**What is needed:** Copy out, unchanged, the part of the entries below that opens with the line containing "Annotation guideline — the target class is wrist." and closes with the line containing "882;360;965;389", including both of those lines.
- - - - -
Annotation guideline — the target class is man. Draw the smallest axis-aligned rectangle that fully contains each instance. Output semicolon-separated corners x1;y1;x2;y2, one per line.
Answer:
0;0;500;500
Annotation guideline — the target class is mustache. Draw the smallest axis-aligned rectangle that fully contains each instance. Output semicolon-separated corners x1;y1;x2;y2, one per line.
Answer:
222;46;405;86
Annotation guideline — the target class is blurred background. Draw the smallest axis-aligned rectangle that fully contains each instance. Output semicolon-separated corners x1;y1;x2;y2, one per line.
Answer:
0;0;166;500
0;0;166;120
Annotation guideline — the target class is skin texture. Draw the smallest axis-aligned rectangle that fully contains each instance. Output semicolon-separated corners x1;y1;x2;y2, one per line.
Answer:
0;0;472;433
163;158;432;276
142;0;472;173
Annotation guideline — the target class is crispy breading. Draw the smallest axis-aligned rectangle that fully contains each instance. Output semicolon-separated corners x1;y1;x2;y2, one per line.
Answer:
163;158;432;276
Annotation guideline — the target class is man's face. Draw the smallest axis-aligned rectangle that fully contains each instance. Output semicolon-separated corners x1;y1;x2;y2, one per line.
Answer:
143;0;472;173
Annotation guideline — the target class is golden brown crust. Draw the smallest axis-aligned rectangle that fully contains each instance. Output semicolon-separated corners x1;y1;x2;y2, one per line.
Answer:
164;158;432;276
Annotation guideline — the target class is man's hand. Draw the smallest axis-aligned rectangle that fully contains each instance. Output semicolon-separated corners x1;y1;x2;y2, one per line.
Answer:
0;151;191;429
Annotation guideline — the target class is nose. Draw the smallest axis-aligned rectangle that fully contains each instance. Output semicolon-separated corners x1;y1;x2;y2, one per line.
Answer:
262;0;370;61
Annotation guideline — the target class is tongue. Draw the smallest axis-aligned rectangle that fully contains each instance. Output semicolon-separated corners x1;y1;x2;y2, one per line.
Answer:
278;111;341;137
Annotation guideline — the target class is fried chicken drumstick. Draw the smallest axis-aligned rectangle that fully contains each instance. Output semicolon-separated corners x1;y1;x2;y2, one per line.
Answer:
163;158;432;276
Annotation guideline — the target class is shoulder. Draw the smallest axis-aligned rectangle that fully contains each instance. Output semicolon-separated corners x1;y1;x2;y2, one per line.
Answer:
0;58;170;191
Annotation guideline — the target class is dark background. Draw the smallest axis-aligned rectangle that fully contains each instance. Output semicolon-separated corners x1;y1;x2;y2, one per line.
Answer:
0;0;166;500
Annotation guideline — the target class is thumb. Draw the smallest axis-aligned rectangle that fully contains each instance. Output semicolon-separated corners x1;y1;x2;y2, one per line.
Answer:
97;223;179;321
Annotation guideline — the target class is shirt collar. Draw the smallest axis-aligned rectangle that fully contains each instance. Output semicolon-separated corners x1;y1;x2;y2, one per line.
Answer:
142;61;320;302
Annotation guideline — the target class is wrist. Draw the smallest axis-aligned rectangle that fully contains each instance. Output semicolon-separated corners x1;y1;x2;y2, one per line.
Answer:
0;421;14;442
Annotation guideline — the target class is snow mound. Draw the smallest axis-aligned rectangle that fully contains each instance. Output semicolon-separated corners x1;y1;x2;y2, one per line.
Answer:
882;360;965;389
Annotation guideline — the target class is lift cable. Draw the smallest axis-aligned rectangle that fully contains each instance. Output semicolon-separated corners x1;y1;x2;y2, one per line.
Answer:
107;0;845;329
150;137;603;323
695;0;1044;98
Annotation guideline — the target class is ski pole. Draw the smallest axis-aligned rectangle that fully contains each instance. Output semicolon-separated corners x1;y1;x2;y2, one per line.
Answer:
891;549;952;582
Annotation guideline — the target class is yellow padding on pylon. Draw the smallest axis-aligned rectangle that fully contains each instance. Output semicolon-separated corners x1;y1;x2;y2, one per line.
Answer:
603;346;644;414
- - - - -
**Answer to the problem:**
Annotation guideline — the target class is wrist. Draw the smallest axis-aligned rectangle that fully contains each instance. Output semicolon-separated corners x1;y1;x2;y2, one per line.
Answer:
0;421;14;442
Annotation guideline — the target class is snow mound. Draw the smallest axis-aligned rectangle that fully contains each instance. Output semicolon-separated corners x1;y1;x2;y2, one per line.
Answer:
882;360;965;389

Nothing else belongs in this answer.